Work order: Carry on the user review of the Slate Digital Virtual Mix Rack, picking up right after its last sentence about the free trimmer plugin.

Document segment:
All user reviews for the Slate Digital Virtual Mix Rack
Review of the Slate Digital Virtual Mix Rack - Slated for Excellence
The release of a channel strip plug-in doesn’t typically generate a lot of excitement, but it sure has in the case of Slate Digital’s Virtual Mix Rack (VMR). Slate’s hardware emulations are considered among the best in the industry, and VMR offers a flexible suite of processors in a virtual 500 series rack…
Very stable, but it takes long to start. Not CPU-hungry, which is great.
It’s very easy to use, provided you know what an EQ and a compressor are.
The concept of a rack allowing to switch the plugs’ place is pure genius and allows to work your audio chain…
At first I was a bit surprised by the sound of the plugs – before that I only used free plugins, including the Reaplugs, plus a few paid ones such as the CLA which I soon got tired of.
Tweaking the settings, I managed to find THE sound that comes well for each instrument, and instead of using truckloads of plugins a few ones are enough – a VMR EQ, a comp, then also Revival which contributes to carving the sound.
In the end, my virtual drums have THE sound, and I use each of my VSTis like real instruments in the mix – which works wonder. You’d put it everywhere, so you have to take care to avoid overdosing!
The alliance of VMR to Native Instruments (the "solid" suite and "transient master") and reaplug plugins allow me to get the sound I was after with my humble solo home studio artist level. I’m finally satisfied with my sound, and I’m finally gonna be able to release my own record (I’m going to do everything, music, texts, arranging, recording, mixing – all except mastering). For such a price, this pack of plugins is really great – though not exempt of faults…
One of these is the violence of the sound : you soon get everything distorted, especially on the Neve EQ replica which preamp really is heavy-handed. Thankfully, Slate also provides a free trimmer plugin, which integrates within VMR.

Dataset extract:
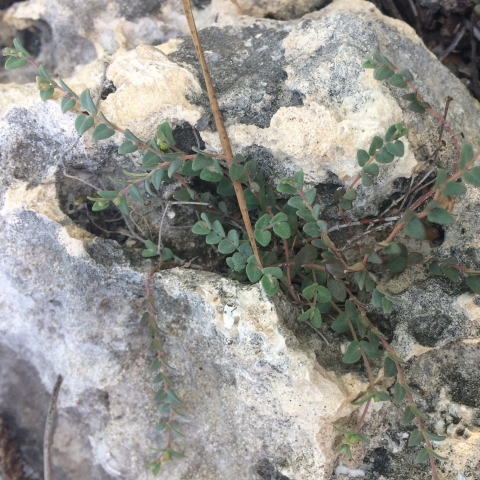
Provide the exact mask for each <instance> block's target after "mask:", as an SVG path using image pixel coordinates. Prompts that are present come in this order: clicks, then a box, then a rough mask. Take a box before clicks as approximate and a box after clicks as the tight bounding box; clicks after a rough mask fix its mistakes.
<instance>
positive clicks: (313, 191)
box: [305, 188, 317, 205]
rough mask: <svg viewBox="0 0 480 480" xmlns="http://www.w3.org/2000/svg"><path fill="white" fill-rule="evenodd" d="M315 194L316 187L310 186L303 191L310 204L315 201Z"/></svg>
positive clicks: (315, 196) (316, 194)
mask: <svg viewBox="0 0 480 480" xmlns="http://www.w3.org/2000/svg"><path fill="white" fill-rule="evenodd" d="M316 196H317V189H316V188H310V189H308V190H307V191H306V192H305V197H306V199H307V202H308V203H309V204H310V205H311V204H312V203H313V202H314V201H315V197H316Z"/></svg>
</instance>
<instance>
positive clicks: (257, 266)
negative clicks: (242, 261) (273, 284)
mask: <svg viewBox="0 0 480 480" xmlns="http://www.w3.org/2000/svg"><path fill="white" fill-rule="evenodd" d="M246 271H247V276H248V279H249V280H250V282H252V283H257V282H258V281H259V280H260V278H261V277H262V271H261V270H260V269H259V268H258V266H257V265H253V264H251V263H249V264H248V265H247V268H246Z"/></svg>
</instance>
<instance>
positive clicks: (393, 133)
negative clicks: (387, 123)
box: [385, 125, 397, 142]
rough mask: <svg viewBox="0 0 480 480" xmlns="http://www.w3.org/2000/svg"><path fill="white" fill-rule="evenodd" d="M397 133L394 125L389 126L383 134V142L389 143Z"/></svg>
mask: <svg viewBox="0 0 480 480" xmlns="http://www.w3.org/2000/svg"><path fill="white" fill-rule="evenodd" d="M396 131H397V126H396V125H390V126H389V127H388V129H387V131H386V133H385V141H386V142H389V141H390V140H392V138H393V136H394V135H395V133H396Z"/></svg>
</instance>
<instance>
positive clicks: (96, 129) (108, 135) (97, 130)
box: [72, 100, 115, 140]
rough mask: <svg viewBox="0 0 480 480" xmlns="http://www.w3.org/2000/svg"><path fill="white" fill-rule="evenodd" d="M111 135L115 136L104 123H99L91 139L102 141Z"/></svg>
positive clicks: (113, 132)
mask: <svg viewBox="0 0 480 480" xmlns="http://www.w3.org/2000/svg"><path fill="white" fill-rule="evenodd" d="M72 101H73V100H72ZM74 103H75V102H74ZM113 135H115V131H114V130H111V129H110V128H108V127H107V126H106V125H105V124H104V123H99V124H98V125H97V126H96V127H95V129H94V130H93V133H92V138H93V139H94V140H104V139H105V138H109V137H111V136H113Z"/></svg>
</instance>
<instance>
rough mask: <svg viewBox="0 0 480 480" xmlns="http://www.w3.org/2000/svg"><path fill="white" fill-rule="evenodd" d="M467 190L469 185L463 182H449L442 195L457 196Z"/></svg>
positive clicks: (447, 184)
mask: <svg viewBox="0 0 480 480" xmlns="http://www.w3.org/2000/svg"><path fill="white" fill-rule="evenodd" d="M466 191H467V187H465V185H464V184H463V183H458V182H454V181H451V182H448V183H447V185H446V186H445V188H444V189H443V190H442V195H447V196H455V195H462V194H463V193H465V192H466Z"/></svg>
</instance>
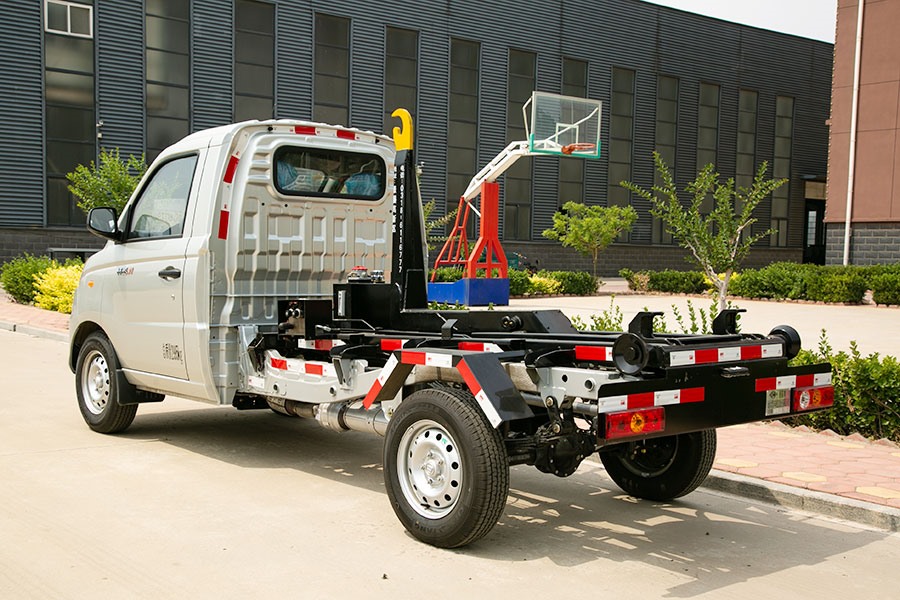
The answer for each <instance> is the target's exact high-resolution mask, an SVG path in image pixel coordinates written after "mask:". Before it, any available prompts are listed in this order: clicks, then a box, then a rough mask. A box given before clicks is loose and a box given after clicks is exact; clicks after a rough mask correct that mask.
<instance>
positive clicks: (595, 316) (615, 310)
mask: <svg viewBox="0 0 900 600" xmlns="http://www.w3.org/2000/svg"><path fill="white" fill-rule="evenodd" d="M615 301H616V296H615V294H613V295H612V296H610V298H609V308H606V309H603V310H601V311H600V312H599V313H593V314H591V316H590V320H591V323H590V330H591V331H624V329H625V328H624V325H623V321H624V320H625V317H624V315H623V314H622V309H621V308H619V307H618V306H617V305H616V303H615ZM572 326H573V327H575V329H578V330H579V331H584V330H586V329H588V328H589V326H588V324H587V323H585V322H584V320H583V319H582V318H581V317H579V316H578V315H575V316H573V317H572Z"/></svg>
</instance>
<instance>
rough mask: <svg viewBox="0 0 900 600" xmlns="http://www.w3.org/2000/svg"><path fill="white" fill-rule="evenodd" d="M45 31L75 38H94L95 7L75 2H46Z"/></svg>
mask: <svg viewBox="0 0 900 600" xmlns="http://www.w3.org/2000/svg"><path fill="white" fill-rule="evenodd" d="M44 31H46V32H47V33H58V34H60V35H70V36H75V37H85V38H92V37H94V7H92V6H85V5H84V4H78V3H75V2H61V1H60V0H46V2H44Z"/></svg>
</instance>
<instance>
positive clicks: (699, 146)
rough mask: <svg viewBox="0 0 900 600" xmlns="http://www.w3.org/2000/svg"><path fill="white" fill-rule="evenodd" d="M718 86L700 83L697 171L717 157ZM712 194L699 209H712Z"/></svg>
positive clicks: (697, 135) (709, 164) (707, 198)
mask: <svg viewBox="0 0 900 600" xmlns="http://www.w3.org/2000/svg"><path fill="white" fill-rule="evenodd" d="M718 155H719V86H718V85H716V84H713V83H701V84H700V104H699V106H698V109H697V171H698V172H699V171H701V170H702V169H703V168H704V167H705V166H706V165H715V164H716V162H718V158H719V156H718ZM713 204H714V200H713V195H712V193H709V194H707V195H706V198H704V200H703V202H702V203H701V205H700V211H701V212H702V213H704V214H709V213H711V212H712V210H713Z"/></svg>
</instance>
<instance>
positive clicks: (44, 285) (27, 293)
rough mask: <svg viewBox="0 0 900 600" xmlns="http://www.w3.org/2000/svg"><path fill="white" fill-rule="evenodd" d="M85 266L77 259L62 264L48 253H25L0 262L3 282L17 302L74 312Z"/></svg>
mask: <svg viewBox="0 0 900 600" xmlns="http://www.w3.org/2000/svg"><path fill="white" fill-rule="evenodd" d="M82 267H83V265H82V264H81V261H80V260H78V259H70V260H67V261H66V262H65V263H62V264H60V263H59V262H57V261H55V260H51V259H50V258H48V257H46V256H31V255H30V254H25V255H24V256H20V257H19V258H14V259H12V260H10V261H8V262H6V263H4V264H3V265H2V266H0V284H2V285H3V289H4V290H6V293H7V294H9V296H10V297H11V298H12V299H13V300H15V301H16V302H19V303H21V304H31V303H34V304H35V306H38V307H40V308H46V309H47V310H55V311H59V312H63V313H71V312H72V297H73V295H74V294H75V288H76V287H78V280H79V279H80V278H81V270H82Z"/></svg>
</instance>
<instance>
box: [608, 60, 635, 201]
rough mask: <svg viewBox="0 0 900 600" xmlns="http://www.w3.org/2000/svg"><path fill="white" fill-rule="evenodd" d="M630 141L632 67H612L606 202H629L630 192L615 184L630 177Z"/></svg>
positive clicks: (622, 180) (632, 135) (630, 200)
mask: <svg viewBox="0 0 900 600" xmlns="http://www.w3.org/2000/svg"><path fill="white" fill-rule="evenodd" d="M633 141H634V71H632V70H630V69H619V68H613V73H612V95H611V97H610V111H609V171H608V173H609V183H608V186H607V188H608V190H607V202H608V204H609V205H610V206H629V205H630V204H631V193H630V192H629V191H628V190H626V189H625V188H623V187H622V186H621V185H619V183H620V182H622V181H631V160H632V159H631V154H632V146H633Z"/></svg>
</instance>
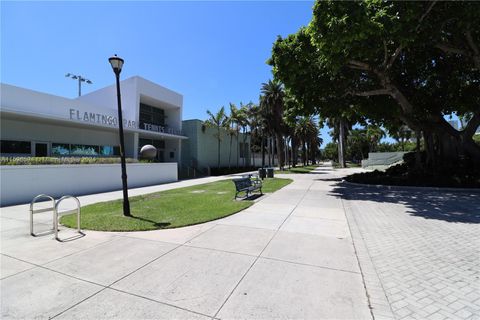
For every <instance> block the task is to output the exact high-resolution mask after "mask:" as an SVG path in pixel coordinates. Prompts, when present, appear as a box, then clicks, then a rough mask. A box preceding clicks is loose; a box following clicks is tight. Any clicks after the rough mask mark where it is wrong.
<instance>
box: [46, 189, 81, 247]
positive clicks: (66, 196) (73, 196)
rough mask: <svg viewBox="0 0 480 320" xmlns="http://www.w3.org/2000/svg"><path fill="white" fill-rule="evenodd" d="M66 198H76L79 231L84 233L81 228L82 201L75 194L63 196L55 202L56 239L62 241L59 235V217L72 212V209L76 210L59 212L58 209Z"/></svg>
mask: <svg viewBox="0 0 480 320" xmlns="http://www.w3.org/2000/svg"><path fill="white" fill-rule="evenodd" d="M66 199H74V200H75V202H76V203H77V209H76V210H77V232H78V233H79V234H81V235H83V232H82V231H81V230H80V201H79V200H78V199H77V197H74V196H63V197H61V198H60V199H58V200H57V203H56V204H55V210H54V219H53V224H54V229H55V239H56V240H58V241H62V240H60V238H59V237H58V218H59V217H60V216H61V215H62V214H65V213H67V212H68V213H70V212H72V211H74V210H75V209H73V210H68V211H65V212H62V213H59V211H58V207H59V205H60V203H61V202H62V201H63V200H66Z"/></svg>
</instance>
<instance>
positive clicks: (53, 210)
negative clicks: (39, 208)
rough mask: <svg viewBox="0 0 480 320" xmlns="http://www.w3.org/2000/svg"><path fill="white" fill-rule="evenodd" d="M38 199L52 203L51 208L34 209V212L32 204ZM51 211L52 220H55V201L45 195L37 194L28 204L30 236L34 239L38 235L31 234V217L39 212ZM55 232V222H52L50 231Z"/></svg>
mask: <svg viewBox="0 0 480 320" xmlns="http://www.w3.org/2000/svg"><path fill="white" fill-rule="evenodd" d="M39 199H49V200H51V201H52V206H51V207H48V208H42V209H36V210H34V209H33V207H34V204H35V203H36V202H37V201H38V200H39ZM48 211H52V212H53V218H54V220H55V211H56V210H55V199H53V197H51V196H49V195H46V194H39V195H38V196H36V197H35V198H33V200H32V202H30V234H31V235H32V236H34V237H37V236H38V235H39V234H35V233H34V232H33V215H34V214H36V213H41V212H48ZM53 230H55V221H53V228H52V231H53Z"/></svg>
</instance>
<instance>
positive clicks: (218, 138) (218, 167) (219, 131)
mask: <svg viewBox="0 0 480 320" xmlns="http://www.w3.org/2000/svg"><path fill="white" fill-rule="evenodd" d="M220 142H221V140H220V128H219V129H218V149H217V150H218V161H217V167H218V168H219V169H220Z"/></svg>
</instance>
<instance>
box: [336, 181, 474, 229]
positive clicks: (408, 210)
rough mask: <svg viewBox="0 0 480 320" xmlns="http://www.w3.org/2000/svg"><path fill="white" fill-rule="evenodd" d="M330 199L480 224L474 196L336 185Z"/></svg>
mask: <svg viewBox="0 0 480 320" xmlns="http://www.w3.org/2000/svg"><path fill="white" fill-rule="evenodd" d="M329 181H335V179H330V180H329ZM331 195H333V196H337V197H340V198H342V199H346V200H359V201H375V202H382V203H395V204H403V205H404V206H405V207H406V208H407V209H408V210H407V213H409V214H410V215H412V216H417V217H422V218H425V219H436V220H443V221H447V222H459V223H480V194H479V193H474V192H468V191H466V192H456V191H455V192H452V191H433V190H418V191H417V190H406V189H403V190H402V189H401V187H398V189H396V188H395V187H392V188H391V189H387V188H380V187H378V188H377V187H372V186H357V185H351V184H347V183H341V182H339V183H336V184H335V185H334V188H333V190H332V191H331Z"/></svg>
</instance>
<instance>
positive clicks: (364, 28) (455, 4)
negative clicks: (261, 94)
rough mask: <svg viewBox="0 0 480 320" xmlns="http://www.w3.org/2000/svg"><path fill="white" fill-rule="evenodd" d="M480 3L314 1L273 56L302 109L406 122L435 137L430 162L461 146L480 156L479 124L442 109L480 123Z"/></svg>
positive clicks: (328, 115)
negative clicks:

Answer to the exercise:
Something else : the compressor (FG116) is great, but it seems to “darken” the vocals, so I prefer the “reacomp” plugin which sounds cleaner and less “violent” to my taste (I find its threshold setting to be more progressive, allowing for a lighter compression – more “refined” I’d say, even if I still don’t know the FG116 that well and my opinion might change as I use it more). Anyway, that depends on the music you make, as the FG116 will perfectly suit heavy rock and works wonder on drum tracks when associated with the Neve emulation: the drums stand out of the mix easier than ever!
As for the “SSL” EQ, it makes a great job to add frequences or take them away, and if ReaEQ can’t do the job properly on any given material I’ll use the “SSL” instead. On vocals, it also provides all that’s needed.
Not so many features, but the essential is here – and it’s really well done. For serious mix work, I’d say this plugin is a must-have to give your mixes both punch and color.
Value-for-money is excellent to me, as i got a double discount when i bought it from jrr shop – i paid it almost half off compared with the price anywhere else, so i don’t regret seizing that opportunity. I had used it in trial mode for 15 days before deciding to buy.